*GIVEN RECORDS*

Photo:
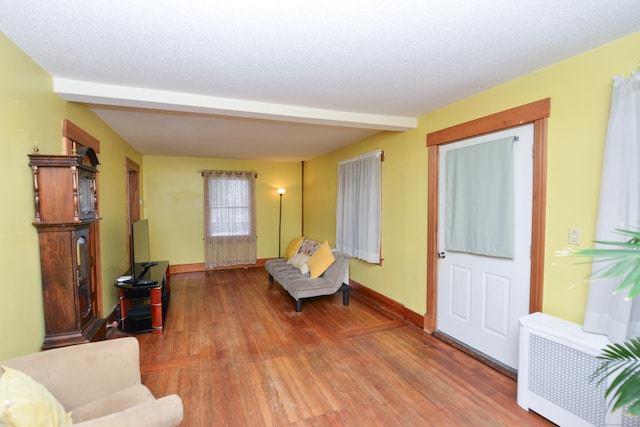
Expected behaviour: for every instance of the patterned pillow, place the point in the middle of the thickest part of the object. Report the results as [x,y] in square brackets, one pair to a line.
[320,260]
[299,261]
[293,247]
[308,247]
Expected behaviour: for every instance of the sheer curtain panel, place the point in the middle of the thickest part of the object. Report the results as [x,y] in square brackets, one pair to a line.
[608,313]
[229,218]
[358,210]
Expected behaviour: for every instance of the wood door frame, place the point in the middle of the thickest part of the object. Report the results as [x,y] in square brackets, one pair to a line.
[536,113]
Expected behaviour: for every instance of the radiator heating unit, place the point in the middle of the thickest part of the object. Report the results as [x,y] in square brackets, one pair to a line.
[556,362]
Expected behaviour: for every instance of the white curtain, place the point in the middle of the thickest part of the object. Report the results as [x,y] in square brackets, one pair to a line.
[229,218]
[619,206]
[358,210]
[480,190]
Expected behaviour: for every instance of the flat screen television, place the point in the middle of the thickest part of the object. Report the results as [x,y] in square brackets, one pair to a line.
[140,253]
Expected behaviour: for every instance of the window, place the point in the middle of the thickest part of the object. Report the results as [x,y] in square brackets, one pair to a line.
[358,208]
[230,207]
[230,218]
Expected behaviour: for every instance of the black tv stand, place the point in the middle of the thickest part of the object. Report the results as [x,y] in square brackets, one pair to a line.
[144,298]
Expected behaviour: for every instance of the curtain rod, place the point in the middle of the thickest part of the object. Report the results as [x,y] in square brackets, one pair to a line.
[373,153]
[202,171]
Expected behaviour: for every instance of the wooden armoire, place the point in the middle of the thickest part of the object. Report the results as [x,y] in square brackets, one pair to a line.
[65,198]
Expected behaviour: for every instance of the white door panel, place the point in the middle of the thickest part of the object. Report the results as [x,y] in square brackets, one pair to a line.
[480,298]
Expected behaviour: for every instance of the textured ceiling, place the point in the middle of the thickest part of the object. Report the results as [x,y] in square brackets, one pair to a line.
[291,80]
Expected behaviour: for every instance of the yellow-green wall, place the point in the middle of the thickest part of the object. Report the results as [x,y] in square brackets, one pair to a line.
[580,91]
[173,203]
[30,112]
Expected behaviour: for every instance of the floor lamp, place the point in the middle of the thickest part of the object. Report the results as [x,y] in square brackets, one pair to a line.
[281,191]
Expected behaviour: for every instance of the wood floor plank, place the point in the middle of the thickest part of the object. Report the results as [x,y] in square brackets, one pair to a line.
[238,354]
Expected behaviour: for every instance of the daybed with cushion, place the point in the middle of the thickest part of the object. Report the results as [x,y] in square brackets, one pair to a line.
[95,384]
[311,269]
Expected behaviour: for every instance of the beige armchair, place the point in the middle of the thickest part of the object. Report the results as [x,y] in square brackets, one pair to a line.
[100,384]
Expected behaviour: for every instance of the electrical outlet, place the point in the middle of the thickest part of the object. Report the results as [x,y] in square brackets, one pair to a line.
[574,236]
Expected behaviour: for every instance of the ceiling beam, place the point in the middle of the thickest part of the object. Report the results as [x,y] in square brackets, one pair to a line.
[123,96]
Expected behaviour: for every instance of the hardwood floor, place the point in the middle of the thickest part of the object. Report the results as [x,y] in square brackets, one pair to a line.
[238,354]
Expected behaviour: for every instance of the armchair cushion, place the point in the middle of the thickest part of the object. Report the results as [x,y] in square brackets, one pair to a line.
[100,384]
[26,402]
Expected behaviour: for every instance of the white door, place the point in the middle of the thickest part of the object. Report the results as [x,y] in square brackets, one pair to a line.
[481,298]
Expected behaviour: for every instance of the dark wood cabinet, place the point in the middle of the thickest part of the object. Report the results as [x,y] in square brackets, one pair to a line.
[65,197]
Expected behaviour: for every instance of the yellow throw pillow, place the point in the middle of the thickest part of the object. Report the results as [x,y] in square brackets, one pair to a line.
[294,244]
[24,402]
[321,259]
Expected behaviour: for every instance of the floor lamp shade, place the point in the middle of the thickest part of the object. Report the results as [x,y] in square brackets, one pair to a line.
[281,191]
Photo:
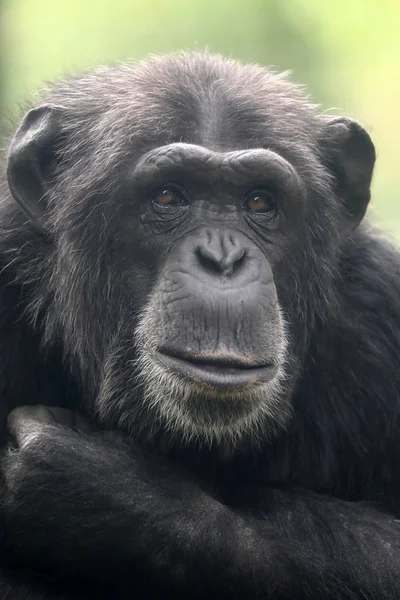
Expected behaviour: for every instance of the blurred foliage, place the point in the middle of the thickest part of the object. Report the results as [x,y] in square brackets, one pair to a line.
[347,53]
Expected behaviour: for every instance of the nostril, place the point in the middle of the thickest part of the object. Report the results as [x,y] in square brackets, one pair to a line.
[220,263]
[239,261]
[209,262]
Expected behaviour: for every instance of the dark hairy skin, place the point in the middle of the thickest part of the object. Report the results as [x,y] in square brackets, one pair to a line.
[199,342]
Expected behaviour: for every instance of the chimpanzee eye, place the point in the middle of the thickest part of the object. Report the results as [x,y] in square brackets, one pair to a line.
[260,201]
[170,195]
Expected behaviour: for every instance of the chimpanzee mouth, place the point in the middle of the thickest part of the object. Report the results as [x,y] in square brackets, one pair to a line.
[217,371]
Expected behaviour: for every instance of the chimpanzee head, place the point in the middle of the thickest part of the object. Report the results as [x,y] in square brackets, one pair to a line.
[186,219]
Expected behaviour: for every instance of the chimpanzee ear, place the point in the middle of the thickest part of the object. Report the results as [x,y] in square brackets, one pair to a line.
[351,157]
[31,160]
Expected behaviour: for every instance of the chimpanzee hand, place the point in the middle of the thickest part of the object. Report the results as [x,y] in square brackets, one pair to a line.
[86,508]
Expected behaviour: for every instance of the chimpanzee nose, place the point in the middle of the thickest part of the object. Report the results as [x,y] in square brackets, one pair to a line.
[219,253]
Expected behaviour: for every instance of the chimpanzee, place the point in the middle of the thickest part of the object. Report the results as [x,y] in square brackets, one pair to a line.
[200,344]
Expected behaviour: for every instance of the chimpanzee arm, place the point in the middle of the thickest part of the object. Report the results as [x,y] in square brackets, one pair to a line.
[77,504]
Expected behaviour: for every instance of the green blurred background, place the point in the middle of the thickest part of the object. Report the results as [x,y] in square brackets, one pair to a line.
[346,52]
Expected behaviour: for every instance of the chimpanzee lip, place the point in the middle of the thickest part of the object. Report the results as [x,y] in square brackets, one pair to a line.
[218,371]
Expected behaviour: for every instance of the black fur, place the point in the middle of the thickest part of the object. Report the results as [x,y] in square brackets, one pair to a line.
[304,509]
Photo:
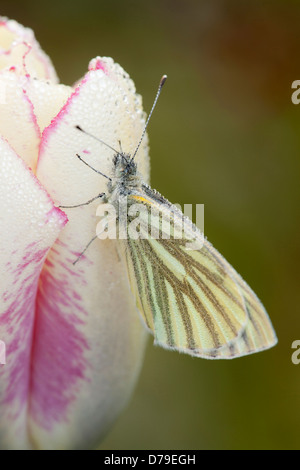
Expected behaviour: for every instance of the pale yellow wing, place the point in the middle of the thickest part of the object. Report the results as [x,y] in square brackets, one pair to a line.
[192,300]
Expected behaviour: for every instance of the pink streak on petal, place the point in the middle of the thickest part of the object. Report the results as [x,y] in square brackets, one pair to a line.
[55,122]
[20,313]
[58,360]
[32,114]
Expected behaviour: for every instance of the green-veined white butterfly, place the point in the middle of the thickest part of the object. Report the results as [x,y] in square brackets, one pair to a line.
[192,301]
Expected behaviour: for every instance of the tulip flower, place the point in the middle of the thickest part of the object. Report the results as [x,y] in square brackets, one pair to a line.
[72,338]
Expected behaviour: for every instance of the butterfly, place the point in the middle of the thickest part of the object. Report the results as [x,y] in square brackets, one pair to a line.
[191,299]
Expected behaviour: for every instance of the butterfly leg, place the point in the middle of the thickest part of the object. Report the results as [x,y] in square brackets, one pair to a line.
[85,203]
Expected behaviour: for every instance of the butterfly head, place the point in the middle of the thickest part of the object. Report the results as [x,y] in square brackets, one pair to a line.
[125,176]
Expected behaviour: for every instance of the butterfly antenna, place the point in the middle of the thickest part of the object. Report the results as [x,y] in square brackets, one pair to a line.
[161,83]
[96,138]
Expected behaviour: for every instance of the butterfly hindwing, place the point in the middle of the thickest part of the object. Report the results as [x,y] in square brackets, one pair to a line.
[192,300]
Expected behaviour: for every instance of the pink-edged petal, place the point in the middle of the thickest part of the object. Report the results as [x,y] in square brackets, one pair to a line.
[89,338]
[47,99]
[19,50]
[18,122]
[29,226]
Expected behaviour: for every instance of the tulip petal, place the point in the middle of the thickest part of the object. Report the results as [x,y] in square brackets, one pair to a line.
[29,226]
[20,51]
[89,339]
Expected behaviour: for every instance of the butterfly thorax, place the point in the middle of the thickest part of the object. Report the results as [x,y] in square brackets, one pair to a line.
[125,177]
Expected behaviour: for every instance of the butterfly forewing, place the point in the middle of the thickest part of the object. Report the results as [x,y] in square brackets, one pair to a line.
[191,300]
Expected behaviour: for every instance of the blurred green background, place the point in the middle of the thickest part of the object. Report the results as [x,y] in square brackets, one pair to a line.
[226,134]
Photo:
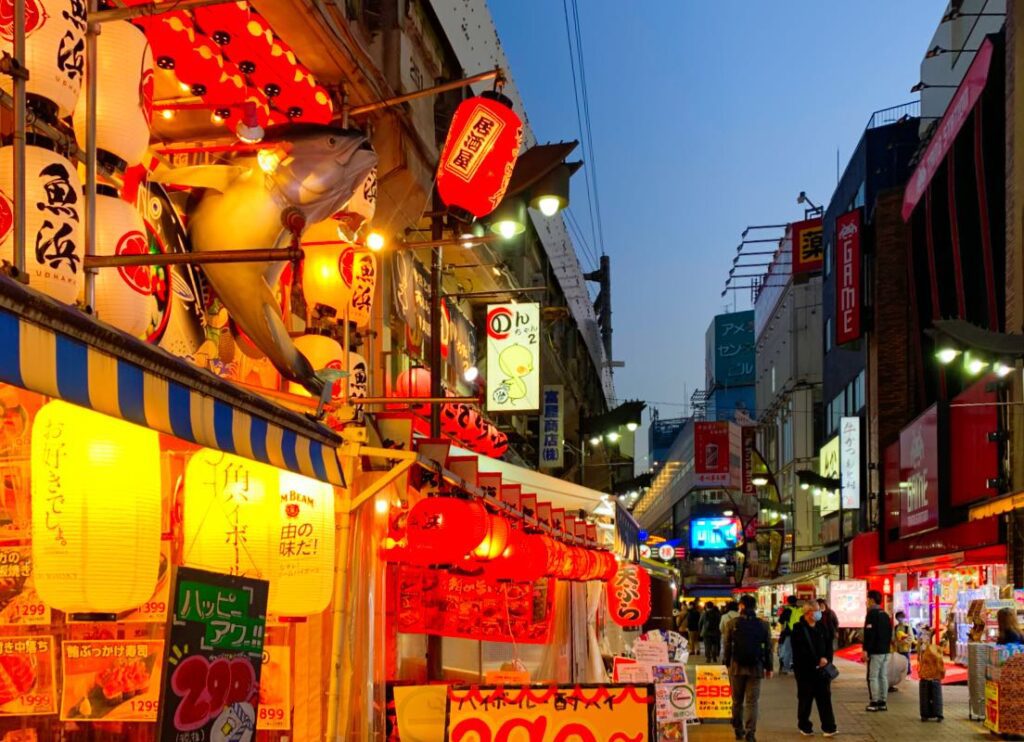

*EXERCISE PROMPT*
State how many lines of the items above contain the string "lamp", with case counting. Give only the number.

*THE COMPLETED TASK*
2